## Section 1 - Setup

**Purpose**: establish the environment and database connection.
- Import required libraries (sqlalchemy, pandas, etc.).
- Connect Python to the MySQL via SQLAlchemy.
- Validate the connection with a version check.
- Create helper functions (run_sql, run_sql_file) that allow you to execute schema/seed scripts or individual queries from the notebook.
  
### 1.1. Imports and database(DB) connection

In [160]:
import os
from pathlib import Path
from sqlalchemy import create_engine, text # builds DB engine & wrap SQL 
import pandas as pd
from IPython.display import display, Markdown # Tables and markdown 

DB_URL = "mysql+pymysql://app:app_pw@127.0.0.1:3306/mymobile" # SQLAlchemy connection
engine = create_engine(DB_URL, future=True) # 

# Test connection
with engine.connect() as conn:
    print("Connected! MySQL version:", conn.execute(text("SELECT VERSION()")).scalar())

Connected! MySQL version: 8.0.43


---
### 1.2 Helper Functions
`run_sql(sql: str)`

- Executes one or more SQL statements as a single transaction (splits on ;).
  
- If any statement fails, the whole transaction rolls back, so the DB never ends up half-applied.
	
`run_sql_file(path: str)`

- Loads a .sql file and calls run_sql on its contents
  
- This keeps schema/seed scripts versioned in /sql while letting the notebook drive execution.

In [161]:
def run_sql(sql: str):
    """
    Execute one or more SQL statements as a single transaction.
    Splits on ';' and run each statement in order.
    If any statement fails, the whole thing is rolled back.
    """
    with engine.begin() as conn:      # single transaction
        for stmt in sql.split(';'):
            if stmt.strip():
                conn.execute(text(stmt))

def run_sql_file(path: str):
    run_sql(Path(path).read_text())

---
## Section 2 - Build the Database

**Purpose:** create the relational schema that models MyMobile’s core operations.

**Design requirements covered in the schema:**
- Customers:  ID, name, address, phone number, email address, and birthdate
- Plans: type, name, duration, cost, features
- Transactions: plan activations, plan renewals, plan changes, payment information, and customer cancellations
- Call traffic: call ID, call date, call duration, call type (local, national, international), and call cost
- Customer Plan: link customers to their plans -> customer ID and plan ID
- Cancellations: cancellation ID, cancellation date, customer ID, and cancellation reason.

**What is performed in this section**:
1.	Apply schema (01_schema.sql) to create six normalized tables with constraints and relationships.
============
Problems to work on:
a – In the MyMobile database notebook, list every category named in the design requirements the schema covers.
b – Retype the part of the MyMobile database notebook starting with "Connected! MySQL version: 8.0.43" and going on through "ends up half-applied.".
c – Extend the MyMobile database notebook beyond its last line.
The records come from a separate source.

(Excerpts of location labeling data)
============
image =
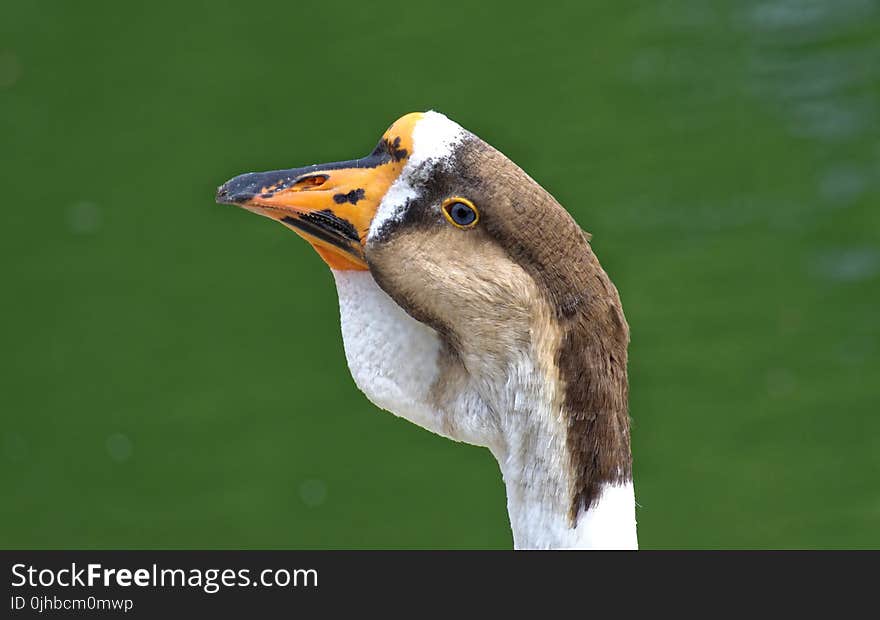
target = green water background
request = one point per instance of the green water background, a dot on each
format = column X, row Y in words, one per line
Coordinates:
column 172, row 370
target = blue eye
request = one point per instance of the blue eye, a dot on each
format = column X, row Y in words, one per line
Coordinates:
column 460, row 212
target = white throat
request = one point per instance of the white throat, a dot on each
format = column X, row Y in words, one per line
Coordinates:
column 395, row 360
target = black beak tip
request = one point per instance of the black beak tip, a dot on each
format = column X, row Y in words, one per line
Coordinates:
column 231, row 193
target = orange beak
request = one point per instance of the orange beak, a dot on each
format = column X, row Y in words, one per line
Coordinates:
column 329, row 205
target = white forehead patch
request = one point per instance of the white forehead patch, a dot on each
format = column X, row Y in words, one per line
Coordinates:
column 434, row 140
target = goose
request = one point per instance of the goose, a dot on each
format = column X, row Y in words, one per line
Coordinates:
column 472, row 304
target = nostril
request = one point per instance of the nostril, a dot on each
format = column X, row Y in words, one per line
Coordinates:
column 222, row 193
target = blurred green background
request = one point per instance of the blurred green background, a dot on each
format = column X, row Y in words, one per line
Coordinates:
column 725, row 156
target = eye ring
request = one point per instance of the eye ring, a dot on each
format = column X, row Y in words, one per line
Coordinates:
column 460, row 212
============
Set of answers:
a – Customers, Plans, Transactions, Call traffic, Customer Plan, Cancellations

b –
Connected! MySQL version: 8.0.43


---
### 1.2 Helper Functions
`run_sql(sql: str)`

- Executes one or more SQL statements as a single transaction (splits on ;).
  
- If any statement fails, the whole transaction rolls back, so the DB never ends up half-applied.

c –
2.	Verify that tables were created correctly and are empty before loading data.


---
### 2.1 Apply schema `01_schema.sql`


**⚠️ Use Carefully⚠️: 
 Running the next cell drops and recreates all tables in mymobile.

In [162]:
run_sql_file("sql/01_schema.sql")

---
### 2.2 Verification
1. List all tables in schema
2. List Columns & types in customer table
3. Check if any data exists inside schema

In [163]:
# 1. List all tables in schema
with engine.connect() as c:
    tables = c.execute(text("SHOW TABLES")).all()
    df = pd.DataFrame(tables, columns=["Table Name"])
    display(df)

# 2. List Columns & types in customer table
with engine.connect() as c:
    df_desc = pd.read_sql(text("DESCRIBE customer"), c)
display(Markdown("**Table definition: `customer`**"))
display(df_desc)

# 3. Check if any data exists inside schema
checks = [
    "SELECT COUNT(*) AS customers FROM customer",
    "SELECT COUNT(*) AS plans FROM plan",
    "SELECT COUNT(*) AS tx FROM `transaction`",
    "SELECT COUNT(*) AS calls FROM call_traffic",
    "SELECT COUNT(*) AS links FROM customer_plan",
    "SELECT COUNT(*) AS cancels FROM cancellation",
]

rows = []
with engine.connect() as c:
    for q in checks:
        rec = c.execute(text(q)).mappings().first()  # dict-like row with alias as the key
        # Each query returns one column with a clear alias (for example: 'customers')
        col_name = next(iter(rec.keys()))
        rows.append({"metric": col_name, "count": rec[col_name]})

df_counts = pd.DataFrame(rows).sort_values("metric").reset_index(drop=True)
display(Markdown("**Row counts by table / metric**"))
display(df_counts)

Unnamed: 0,Table Name
0,call_traffic
1,cancellation
2,customer
3,customer_plan
4,plan
5,transaction


**Table definition: `customer`**

Unnamed: 0,Field,Type,Null,Key,Default,Extra
0,customer_id,int,NO,PRI,,auto_increment
1,full_name,varchar(100),NO,,,
2,address,varchar(255),NO,,,
3,phone,varchar(20),NO,UNI,,
4,email,varchar(100),NO,UNI,,
5,birth_date,date,YES,,,


**Row counts by table / metric**

Unnamed: 0,metric,count
0,calls,0
1,cancels,0
2,customers,0
3,links,0
4,plans,0
5,tx,0


---
## Section 3 - Populate Database

**Purpose:** insert realistic sample data to simulate real telecom operations.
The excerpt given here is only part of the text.